═════ Bacaan ═════
Sabtu, 17 Oktober 2009

Moelyono kecemplung dalam dunia seni rupa

Berawal dari Menggambar

Minggu, 18 Oktober 2009 | 02:55 WIB

Bagaimana mulanya sampai Moelyono kecemplung dalam dunia seni rupa? ”Itu berawal dari kegemaran menggambar,” katanya.

Moelyono kecil tinggal bersama ayahnya, Kasijan, dan ibunya, Umi Kuratin, di kompleks perumahan pendopo Kabupaten Tulungagung, Jawa Timur. Kasijan adalah kurir di kabupaten. Keluarga itu bertetangga dengan sejumlah pejabat daerah yang punya banyak buku dan majalah.

”Saya suka lihat gambar di buku dan majalah itu. Saya tiru gambar itu dengan kapur di atas papan tulis atau lantai.”

Kegemaran itu berlanjut saat dia masuk SD, SMP, dan SMA di Tulungagung. Atas dorongan gurunya, tahun 1977, dia melanjutkan studi ke Jurusan Seni Lukis di Akademi Seni Rupa Indonesia (ASRI)—yang kemudian menjadi Institut Seni Indonesia (ISI), Yogyakarta.

Untuk masuk perguruan tinggi seni itu, dia terpaksa menjual sepeda kayuh seharga sekitar Rp 25.000. Pada awal kuliah, dia sempat terima kiriman uang Rp 15.000 per bulan. Sayang, beberapa bulan berikutnya, ayahnya meninggal.

”Saya terus kuliah sambil kerja apa saja. Bikin poster, spanduk, atau reklame.”

Sebagaimana mahasiswa lain, Moelyono mengawali gaya lukisannya dengan corak realistik. Corak itu berubah lebih eksperimental saat dia bergabung dengan kelompok Seni Kepribadian Apa (PIPA).

Tahun 1983, dia mengajukan karya tugas akhir S-1 berupa seni instalasi ”KUD”, Kesenian Unit Desa.

Moelyono menghamparkan berlembar-lembar tikar di halaman kampus. Di atasnya diberi berpincuk-pincuk tanah. Di atas tanah itu ditaburi bermacam tanaman: bayam, ubi, jagung, atau kecambah. Ada juga gubuk dan podium untuk pidato.

”Instalasi itu penghargaan saya terhadap para petani di Desa Waung, Tulungagung. Mereka bertahan hidup dengan mengolah rawa penuh eceng gondok untuk ditanami sayuran.”

Karya ini mencerminkan gagasan awalnya bahwa seni seyogianya masuk dalam denyut nadi masyarakat. Sayang, instalasi seni lingkungan itu dinyatakan bukan seni lukis dan tak memenuhi syarat kelulusan sarjana. Ujian pun gagal.

Dia kemudian diundang ujian lagi dengan membuat drawing. Tahun 1985, dia lulus. Sempat bekerja sebagai desainer grafis iklan di Jakarta, tapi dia tak betah.
═════
*Latihan:*
a: Tuliskan kembali bagian teks tentang Moelyono mulai dari "Sebagaimana mahasiswa lain, Moelyono" sampai dengan "Ujian pun gagal.".
b: Lanjutkan teks tentang Moelyono setelah kalimat terakhir yang ditampilkan.
Baris data berikut diambil dari sumber yang berbeda.
═════ Baris Data ═════
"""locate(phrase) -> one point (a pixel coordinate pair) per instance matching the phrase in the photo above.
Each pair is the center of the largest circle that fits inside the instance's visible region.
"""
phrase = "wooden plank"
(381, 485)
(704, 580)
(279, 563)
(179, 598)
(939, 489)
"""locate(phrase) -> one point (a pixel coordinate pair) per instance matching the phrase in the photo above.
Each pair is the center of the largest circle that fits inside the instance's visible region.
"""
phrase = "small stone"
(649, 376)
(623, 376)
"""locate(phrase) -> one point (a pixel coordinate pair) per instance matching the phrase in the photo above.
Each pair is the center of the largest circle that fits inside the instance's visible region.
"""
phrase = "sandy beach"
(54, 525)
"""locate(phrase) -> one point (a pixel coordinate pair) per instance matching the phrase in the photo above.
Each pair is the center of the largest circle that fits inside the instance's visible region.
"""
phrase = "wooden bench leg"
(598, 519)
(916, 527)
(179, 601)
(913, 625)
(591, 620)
═════
*Jawaban per Tugas:*
a:
Sebagaimana mahasiswa lain, Moelyono mengawali gaya lukisannya dengan corak realistik. Corak itu berubah lebih eksperimental saat dia bergabung dengan kelompok Seni Kepribadian Apa (PIPA).

Tahun 1983, dia mengajukan karya tugas akhir S-1 berupa seni instalasi ”KUD”, Kesenian Unit Desa.

Moelyono menghamparkan berlembar-lembar tikar di halaman kampus. Di atasnya diberi berpincuk-pincuk tanah. Di atas tanah itu ditaburi bermacam tanaman: bayam, ubi, jagung, atau kecambah. Ada juga gubuk dan podium untuk pidato.

”Instalasi itu penghargaan saya terhadap para petani di Desa Waung, Tulungagung. Mereka bertahan hidup dengan mengolah rawa penuh eceng gondok untuk ditanami sayuran.”

Karya ini mencerminkan gagasan awalnya bahwa seni seyogianya masuk dalam denyut nadi masyarakat. Sayang, instalasi seni lingkungan itu dinyatakan bukan seni lukis dan tak memenuhi syarat kelulusan sarjana. Ujian pun gagal.

b:
Lelaki itu mudik ke Tulungagung tahun 1987. Dia kemudian bergabung dengan kaum nelayan miskin di Brumbun, Tulungagung Selatan. Dari desa itu, dia merintis jalan kesenian bersama rakyat bawah. (iam)Sumber: Kompas

Seni untuk Rakyat

Moelyono, Seni untuk Rakyat

Minggu, 18 Oktober 2009 | 02:56 WIB

Ilham Khoiri

Jika banyak seniman kontemporer menikmati hidup di tengah kota besar, dia minggir dan tinggal di kampung. Ketika para pelukis gencar mengangkat budaya urban seraya berpameran dari galeri ke galeri, dia berkelana di desa-desa demi memberdayakan rakyat miskin lewat kesenian. Saat sebagian seniman makin makmur dan berjarak dari kehidupan nyata, dia masih setia pada komunitas desanya.

Dialah Moelyono (52), seniman yang memilih tinggal di Desa Winong, Kecamatan Kedungwaru, Tulungagung, Jawa Timur. Dia bergabung dalam kehidupan masyarakat desa, mengajak mereka berkesenian, dan mengungkapkan masalahnya lewat bahasa rupa. Bersama komunitas itu, kemudian dia berusaha mendorong penyadaran, kebebasan berpikir, daya kritis, dan kemandirian.

Gerakan semacam itu membuat sosok ini lekat dengan gagasan ”seni rupa penyadaran”. Dalam pemahamannya, para seniman seyogianya masuk dalam geliat kehidupan nyata rakyat bawah. Lewat kesenian, seniman dan rakyat bersama-sama melakukan pemberdayaan sosial, ekonomi, dan politik.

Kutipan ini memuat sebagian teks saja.